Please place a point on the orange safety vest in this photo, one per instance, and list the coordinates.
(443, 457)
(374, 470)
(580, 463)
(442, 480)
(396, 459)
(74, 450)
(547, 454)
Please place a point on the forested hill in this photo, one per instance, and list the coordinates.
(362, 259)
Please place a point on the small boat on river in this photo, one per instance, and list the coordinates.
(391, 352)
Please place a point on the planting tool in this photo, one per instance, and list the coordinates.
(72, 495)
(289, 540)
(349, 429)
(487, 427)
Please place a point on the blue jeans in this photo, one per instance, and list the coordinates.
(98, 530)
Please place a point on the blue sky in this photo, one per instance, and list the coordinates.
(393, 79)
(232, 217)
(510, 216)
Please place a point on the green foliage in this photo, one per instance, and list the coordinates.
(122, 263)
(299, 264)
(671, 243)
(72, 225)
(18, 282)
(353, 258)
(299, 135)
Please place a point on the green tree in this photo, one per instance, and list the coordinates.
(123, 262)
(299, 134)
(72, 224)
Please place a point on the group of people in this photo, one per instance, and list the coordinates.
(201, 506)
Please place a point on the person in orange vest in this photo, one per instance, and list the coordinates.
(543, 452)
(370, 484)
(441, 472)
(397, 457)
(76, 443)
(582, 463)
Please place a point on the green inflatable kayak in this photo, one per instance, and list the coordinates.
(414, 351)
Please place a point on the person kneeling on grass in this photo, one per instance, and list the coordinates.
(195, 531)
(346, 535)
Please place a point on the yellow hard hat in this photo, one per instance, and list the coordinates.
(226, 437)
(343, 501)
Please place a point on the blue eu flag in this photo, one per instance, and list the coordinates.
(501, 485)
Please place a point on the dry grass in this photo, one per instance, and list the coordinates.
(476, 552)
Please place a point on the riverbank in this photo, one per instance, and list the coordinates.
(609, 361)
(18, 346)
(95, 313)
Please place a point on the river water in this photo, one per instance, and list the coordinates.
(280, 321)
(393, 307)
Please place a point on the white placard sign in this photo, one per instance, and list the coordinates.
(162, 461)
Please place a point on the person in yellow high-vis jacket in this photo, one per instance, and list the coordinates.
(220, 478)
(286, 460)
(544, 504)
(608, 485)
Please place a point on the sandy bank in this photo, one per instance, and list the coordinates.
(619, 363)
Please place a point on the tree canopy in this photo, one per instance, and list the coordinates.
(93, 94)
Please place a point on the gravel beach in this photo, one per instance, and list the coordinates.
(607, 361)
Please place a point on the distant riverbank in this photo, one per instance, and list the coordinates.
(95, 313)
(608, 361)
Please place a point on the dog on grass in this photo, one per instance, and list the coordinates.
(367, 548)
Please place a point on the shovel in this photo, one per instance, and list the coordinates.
---
[GIVEN REQUEST] Please quote the records above exactly, without skipping a line.

[OUTPUT OF THE EXERCISE]
Please place a point on the orange safety vest in this photo, one per instance, and list the coordinates.
(443, 457)
(374, 470)
(580, 463)
(442, 480)
(396, 459)
(74, 450)
(547, 454)
Please place a point on the forested hill in this photo, one per instance, and list the coordinates.
(362, 259)
Please place a point on the small boat on river in this photo, one per instance, and list the coordinates.
(391, 352)
Please place a point on the planting tool in this photo, one per instance, and list the coordinates.
(72, 495)
(289, 540)
(349, 429)
(487, 427)
Please place a point on the blue jeans in this photo, one per instance, and list the coordinates.
(98, 530)
Please place a point on the blue sky in this photo, one per instance, and list the coordinates.
(393, 79)
(232, 217)
(510, 216)
Please place a point on the green foliage in this photo, one per instance, and list the coordinates.
(122, 263)
(299, 264)
(671, 243)
(72, 225)
(18, 282)
(353, 258)
(299, 135)
Please place a point on the green tree in this photo, one per instance, and list the coordinates.
(123, 262)
(299, 134)
(72, 224)
Please place a point on the group of people in this photo, one per instance, and list the coordinates.
(201, 506)
Please place a point on the person in orange vest in this photo, one per instance, and list the coordinates.
(543, 452)
(370, 484)
(441, 472)
(397, 457)
(76, 443)
(582, 463)
Please place a point on the green inflatable kayak in this photo, one per instance, and list the coordinates.
(414, 351)
Please place a point on the person kneeling on grass in this photo, one per instance, and list the coordinates.
(195, 531)
(346, 535)
Please place a point on the yellow hard hat in this photo, one per instance, and list the coordinates.
(226, 437)
(343, 501)
Please place a point on the blue eu flag in this photo, one per instance, and list the coordinates.
(501, 485)
Please place a point on the dry grass in this photo, one per instance, and list the coordinates.
(476, 552)
Please place a point on the riverbank in this photo, one per instance, and list the coordinates.
(609, 361)
(18, 346)
(95, 313)
Please place a point on the river water in this photo, one per instance, and list the coordinates.
(280, 321)
(393, 307)
Please place a point on the white placard sign in this photo, one per instance, and list the coordinates.
(162, 461)
Please place a point on the person in yellow high-vis jacket in this photo, one per instance, and list the coordinates.
(220, 478)
(286, 460)
(544, 504)
(608, 485)
Please place a point on the sandy bank in this photo, one per instance, and list the coordinates.
(619, 363)
Please place a point on the tree canopy in this photo, one per instance, and list the coordinates.
(93, 94)
Please place a point on the gravel beach in this photo, one per instance, and list the coordinates.
(607, 361)
Please place a point on the distant riverbank in this photo, one per instance, and list the coordinates.
(95, 313)
(608, 361)
Please place a point on the dog on grass in this photo, one per instance, and list the coordinates.
(367, 548)
Please place a point on the shovel in this photo, one per instance, and list the coordinates.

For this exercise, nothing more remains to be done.